Pull every line containing "trowel" from the data.
########
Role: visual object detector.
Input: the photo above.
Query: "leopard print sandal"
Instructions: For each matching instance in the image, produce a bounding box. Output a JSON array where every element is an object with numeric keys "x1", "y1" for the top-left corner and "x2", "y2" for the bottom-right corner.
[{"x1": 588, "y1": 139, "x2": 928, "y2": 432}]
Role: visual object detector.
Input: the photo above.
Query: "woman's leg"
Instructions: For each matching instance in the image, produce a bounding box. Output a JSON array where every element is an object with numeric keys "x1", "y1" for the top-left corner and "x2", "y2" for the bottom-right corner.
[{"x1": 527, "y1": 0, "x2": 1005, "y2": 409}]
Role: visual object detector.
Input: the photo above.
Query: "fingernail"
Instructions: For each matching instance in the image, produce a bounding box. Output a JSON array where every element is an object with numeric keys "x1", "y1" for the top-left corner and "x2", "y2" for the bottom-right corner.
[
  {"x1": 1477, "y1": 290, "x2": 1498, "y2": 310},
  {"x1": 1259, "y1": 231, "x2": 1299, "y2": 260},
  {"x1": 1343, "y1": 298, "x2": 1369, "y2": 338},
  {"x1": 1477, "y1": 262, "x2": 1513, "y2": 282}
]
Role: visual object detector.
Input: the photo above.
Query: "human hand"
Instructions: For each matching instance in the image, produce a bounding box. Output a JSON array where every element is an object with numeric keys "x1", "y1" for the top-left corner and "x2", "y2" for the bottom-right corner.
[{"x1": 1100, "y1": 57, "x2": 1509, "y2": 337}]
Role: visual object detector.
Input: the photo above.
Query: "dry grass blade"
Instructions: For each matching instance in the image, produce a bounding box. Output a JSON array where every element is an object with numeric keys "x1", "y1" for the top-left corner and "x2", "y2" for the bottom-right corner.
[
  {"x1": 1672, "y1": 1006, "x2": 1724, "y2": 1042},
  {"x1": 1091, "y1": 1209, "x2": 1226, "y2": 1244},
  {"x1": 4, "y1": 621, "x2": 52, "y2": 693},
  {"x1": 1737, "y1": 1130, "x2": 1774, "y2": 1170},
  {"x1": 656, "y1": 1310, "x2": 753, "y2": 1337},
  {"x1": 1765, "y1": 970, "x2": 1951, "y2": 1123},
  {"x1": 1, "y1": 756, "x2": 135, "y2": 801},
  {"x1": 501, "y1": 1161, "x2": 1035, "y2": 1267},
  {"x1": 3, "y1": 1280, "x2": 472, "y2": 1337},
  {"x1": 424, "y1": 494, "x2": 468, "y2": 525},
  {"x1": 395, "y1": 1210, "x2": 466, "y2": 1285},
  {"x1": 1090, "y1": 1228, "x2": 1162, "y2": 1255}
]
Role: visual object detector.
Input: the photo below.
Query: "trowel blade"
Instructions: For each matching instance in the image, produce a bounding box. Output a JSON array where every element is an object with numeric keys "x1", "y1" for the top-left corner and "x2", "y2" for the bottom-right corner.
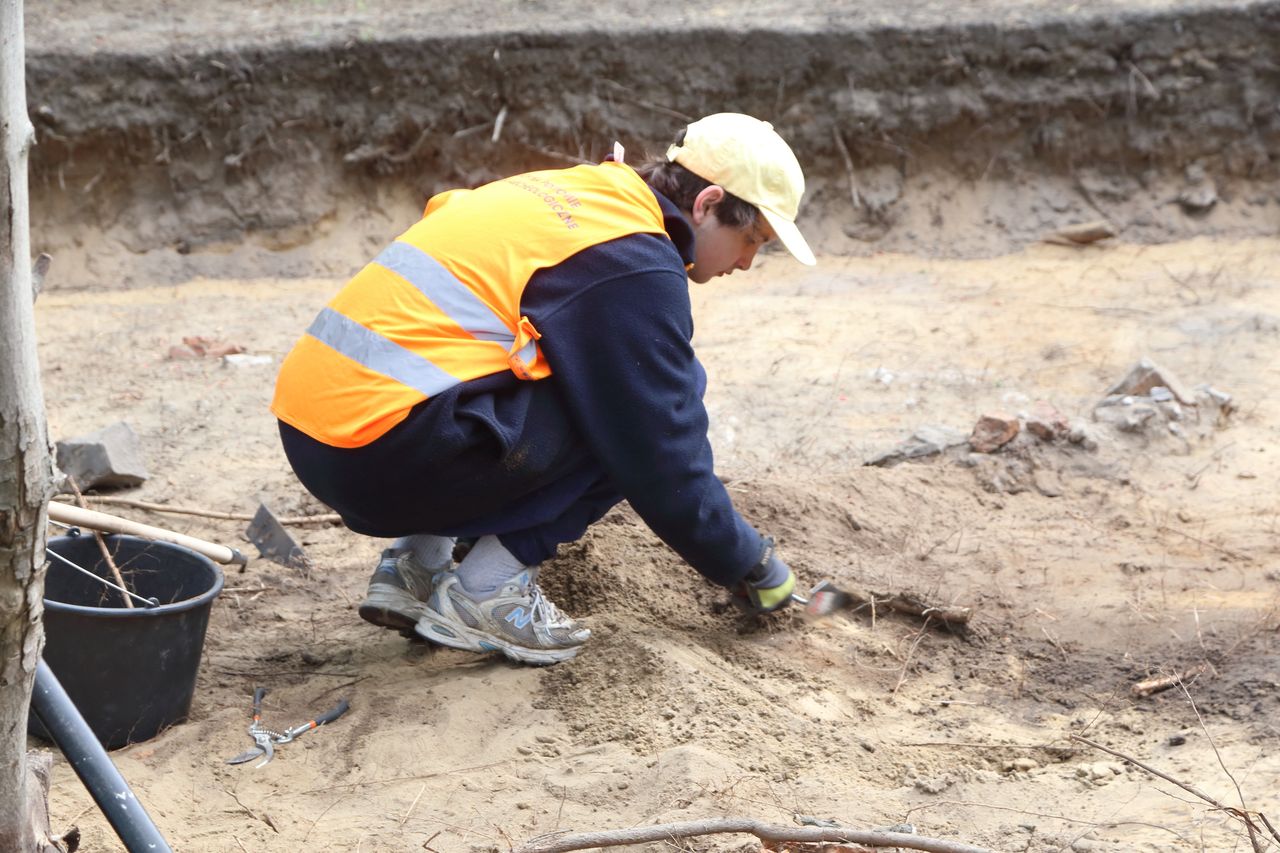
[
  {"x1": 796, "y1": 580, "x2": 853, "y2": 618},
  {"x1": 245, "y1": 502, "x2": 308, "y2": 569}
]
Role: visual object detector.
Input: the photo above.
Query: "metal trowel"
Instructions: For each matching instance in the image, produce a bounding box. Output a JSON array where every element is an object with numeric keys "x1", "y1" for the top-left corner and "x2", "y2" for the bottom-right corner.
[
  {"x1": 245, "y1": 502, "x2": 309, "y2": 570},
  {"x1": 791, "y1": 579, "x2": 852, "y2": 617}
]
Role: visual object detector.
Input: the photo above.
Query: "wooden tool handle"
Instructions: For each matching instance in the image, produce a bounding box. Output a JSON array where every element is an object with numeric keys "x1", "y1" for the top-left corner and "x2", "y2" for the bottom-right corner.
[{"x1": 47, "y1": 502, "x2": 248, "y2": 567}]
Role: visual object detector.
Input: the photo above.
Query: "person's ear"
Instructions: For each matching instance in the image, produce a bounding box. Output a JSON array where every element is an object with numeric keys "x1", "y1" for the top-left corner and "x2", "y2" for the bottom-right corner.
[{"x1": 690, "y1": 185, "x2": 726, "y2": 226}]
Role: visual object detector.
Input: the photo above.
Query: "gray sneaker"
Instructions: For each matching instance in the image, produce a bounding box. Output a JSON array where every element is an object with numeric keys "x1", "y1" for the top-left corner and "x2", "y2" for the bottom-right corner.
[
  {"x1": 414, "y1": 569, "x2": 590, "y2": 664},
  {"x1": 358, "y1": 549, "x2": 446, "y2": 635}
]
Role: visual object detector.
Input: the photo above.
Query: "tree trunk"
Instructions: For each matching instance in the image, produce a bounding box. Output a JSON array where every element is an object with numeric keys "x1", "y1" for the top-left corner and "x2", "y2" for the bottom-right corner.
[{"x1": 1, "y1": 0, "x2": 59, "y2": 850}]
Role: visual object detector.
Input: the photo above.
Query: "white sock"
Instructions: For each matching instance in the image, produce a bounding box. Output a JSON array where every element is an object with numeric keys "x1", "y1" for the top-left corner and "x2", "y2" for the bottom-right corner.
[
  {"x1": 392, "y1": 534, "x2": 454, "y2": 572},
  {"x1": 455, "y1": 535, "x2": 527, "y2": 596}
]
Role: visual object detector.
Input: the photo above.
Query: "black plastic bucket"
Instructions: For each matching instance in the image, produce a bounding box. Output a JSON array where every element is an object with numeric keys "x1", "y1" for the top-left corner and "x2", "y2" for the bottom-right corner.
[{"x1": 32, "y1": 533, "x2": 224, "y2": 749}]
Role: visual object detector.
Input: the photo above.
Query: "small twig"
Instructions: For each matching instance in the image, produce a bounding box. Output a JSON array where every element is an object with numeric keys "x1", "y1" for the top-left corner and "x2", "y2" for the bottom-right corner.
[
  {"x1": 831, "y1": 127, "x2": 862, "y2": 214},
  {"x1": 1071, "y1": 734, "x2": 1272, "y2": 849},
  {"x1": 1041, "y1": 626, "x2": 1069, "y2": 661},
  {"x1": 222, "y1": 789, "x2": 278, "y2": 833},
  {"x1": 399, "y1": 783, "x2": 426, "y2": 828},
  {"x1": 289, "y1": 759, "x2": 507, "y2": 795},
  {"x1": 513, "y1": 818, "x2": 990, "y2": 853},
  {"x1": 1178, "y1": 683, "x2": 1273, "y2": 851},
  {"x1": 520, "y1": 143, "x2": 591, "y2": 166},
  {"x1": 302, "y1": 795, "x2": 345, "y2": 843},
  {"x1": 1154, "y1": 524, "x2": 1249, "y2": 561},
  {"x1": 1128, "y1": 61, "x2": 1160, "y2": 98},
  {"x1": 1260, "y1": 813, "x2": 1280, "y2": 846},
  {"x1": 901, "y1": 741, "x2": 1073, "y2": 750},
  {"x1": 893, "y1": 618, "x2": 934, "y2": 697},
  {"x1": 599, "y1": 79, "x2": 692, "y2": 122},
  {"x1": 491, "y1": 105, "x2": 509, "y2": 144},
  {"x1": 1070, "y1": 735, "x2": 1225, "y2": 809},
  {"x1": 68, "y1": 478, "x2": 134, "y2": 609},
  {"x1": 903, "y1": 798, "x2": 1190, "y2": 841}
]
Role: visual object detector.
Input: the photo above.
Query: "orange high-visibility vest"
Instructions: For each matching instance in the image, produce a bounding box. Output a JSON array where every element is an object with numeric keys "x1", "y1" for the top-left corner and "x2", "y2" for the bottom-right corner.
[{"x1": 272, "y1": 161, "x2": 668, "y2": 448}]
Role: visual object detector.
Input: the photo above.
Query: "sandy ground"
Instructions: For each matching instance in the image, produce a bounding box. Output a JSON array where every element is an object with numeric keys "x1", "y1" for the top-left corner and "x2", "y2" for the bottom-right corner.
[{"x1": 27, "y1": 229, "x2": 1280, "y2": 852}]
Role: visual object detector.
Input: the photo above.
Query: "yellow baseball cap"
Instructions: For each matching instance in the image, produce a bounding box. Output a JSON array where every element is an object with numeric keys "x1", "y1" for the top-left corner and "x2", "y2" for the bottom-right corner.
########
# [EXERCISE OUTPUT]
Query: "trowel blade"
Query: "metal trowel"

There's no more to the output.